◆ TASK REQUIREMENTS: Transcribe every one of the lines below character for character, leaving nothing out and changing nothing.

◆ TASK DATA:

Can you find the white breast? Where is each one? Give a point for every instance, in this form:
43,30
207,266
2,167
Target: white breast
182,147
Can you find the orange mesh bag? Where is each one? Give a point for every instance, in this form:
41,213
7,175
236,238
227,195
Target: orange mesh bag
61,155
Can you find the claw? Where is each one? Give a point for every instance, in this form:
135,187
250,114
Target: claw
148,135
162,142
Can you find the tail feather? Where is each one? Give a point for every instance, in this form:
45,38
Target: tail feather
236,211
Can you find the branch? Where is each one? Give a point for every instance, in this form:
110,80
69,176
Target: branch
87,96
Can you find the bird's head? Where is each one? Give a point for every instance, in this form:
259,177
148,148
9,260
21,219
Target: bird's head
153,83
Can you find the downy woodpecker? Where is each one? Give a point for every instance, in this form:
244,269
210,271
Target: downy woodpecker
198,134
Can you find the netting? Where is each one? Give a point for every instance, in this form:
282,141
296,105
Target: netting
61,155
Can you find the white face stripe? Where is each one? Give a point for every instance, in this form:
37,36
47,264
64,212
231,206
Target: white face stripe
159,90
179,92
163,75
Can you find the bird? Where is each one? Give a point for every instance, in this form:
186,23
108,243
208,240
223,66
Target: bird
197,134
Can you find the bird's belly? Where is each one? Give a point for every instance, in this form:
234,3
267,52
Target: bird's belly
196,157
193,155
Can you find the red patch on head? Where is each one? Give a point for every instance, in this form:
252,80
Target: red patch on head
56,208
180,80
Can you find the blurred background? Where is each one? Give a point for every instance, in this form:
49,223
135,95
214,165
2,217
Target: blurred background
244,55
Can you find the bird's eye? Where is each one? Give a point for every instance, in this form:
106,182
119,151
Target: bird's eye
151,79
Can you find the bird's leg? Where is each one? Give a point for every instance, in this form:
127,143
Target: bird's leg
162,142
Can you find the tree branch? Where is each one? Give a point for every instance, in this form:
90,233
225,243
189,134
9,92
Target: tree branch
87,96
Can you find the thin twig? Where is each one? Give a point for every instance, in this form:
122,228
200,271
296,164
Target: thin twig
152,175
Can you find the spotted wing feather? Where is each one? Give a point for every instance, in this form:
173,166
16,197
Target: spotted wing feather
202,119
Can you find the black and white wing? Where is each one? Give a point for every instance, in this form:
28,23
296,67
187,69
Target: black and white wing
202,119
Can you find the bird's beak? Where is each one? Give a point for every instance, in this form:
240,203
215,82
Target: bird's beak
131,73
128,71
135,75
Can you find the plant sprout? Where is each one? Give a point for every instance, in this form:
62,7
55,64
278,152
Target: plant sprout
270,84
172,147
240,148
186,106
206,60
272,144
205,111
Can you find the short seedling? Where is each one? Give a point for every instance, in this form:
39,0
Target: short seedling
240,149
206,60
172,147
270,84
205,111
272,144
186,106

◆ RESULT:
Can you find the white breast? Where is each one? Give a point for every instance, in this form:
43,30
207,266
2,167
Target: white breast
182,147
Can you find the orange mesh bag? Where is each one? Give a point for every instance, in this form:
41,213
7,175
236,238
227,195
Target: orange mesh bag
61,155
Can you find the claw? Where is each one? Give a point for every instance, in this form:
135,187
250,114
Target: claw
148,135
162,142
Can you find the tail feather? Where is each one? Give a point for every instance, in this form:
45,38
Target: tail feather
236,211
Can you find the branch? Where is each one? Give a point for every instance, in this form:
110,80
69,176
Target: branch
87,96
Can you find the bird's head? Where is each one? Give a point for every instance, in this form:
259,177
148,148
9,260
21,219
Target: bird's head
153,83
Can you find the downy woodpecker? Where is each one? Give a point for every instance, in this form:
244,269
210,271
Target: downy woodpecker
198,134
Can you find the netting? Where is each one? Give a point for every instance, in this form:
282,141
296,105
Target: netting
61,155
Can you find the white face stripe? Where is each one? Give a point for every instance, in this form:
37,36
47,264
64,212
231,206
Target: white face stripe
159,90
179,92
163,75
Can you find the bird? Where is each one? Give a point for every instance, in this form:
186,23
108,243
208,240
223,66
Target: bird
197,134
Can you find the bird's belly? Where is each one? Give a point for every instance, in this form:
234,3
267,52
Target: bird's belly
196,157
193,155
Can you find the red patch on head? Where is each one? Give a point for every instance, in this form:
252,80
Target: red patch on head
56,208
180,80
Can you find the blurred background? Where is each one? Give a point for every instance, in this form:
49,223
135,95
214,165
2,217
Target: blurred background
244,55
Can you find the bird's eye? Where is each one? Give a point for every instance, in this form:
106,182
119,151
Target: bird's eye
151,79
Can you find the bird's leg? Where is each one? Give a point for every instance, in this form:
127,143
Target: bird's leg
162,142
Can you find the tree branch? Where is each one? Give a point for every instance, in this form:
90,233
225,243
189,134
9,92
Target: tree branch
87,96
Can you find the thin twig? Where is each one? Give a point for every instance, in this form:
122,228
200,271
296,164
Target: thin twig
152,175
Can you find the spotted wing feather? Where is each one? Give a point for every instance, in this form:
173,166
16,197
Target: spotted wing feather
202,119
Can you find the black and white wing? Where is each one? Give a point for every instance, in this form:
28,23
296,67
187,69
Target: black and white wing
202,119
Can you find the bird's beak? Where is each one? Give a point for every instance, in this form:
240,203
215,82
Target: bird's beak
131,73
128,71
135,75
Can you find the plant sprout? Where is each one? Give a point for every instance, in this form:
62,7
55,64
278,152
Target: plant sprout
270,84
172,147
240,148
186,106
206,60
272,144
205,111
Can you find the short seedling? Where is each one? Give a point for every instance, in this form:
39,0
Target: short seedling
240,149
206,60
172,147
270,84
205,111
272,144
186,106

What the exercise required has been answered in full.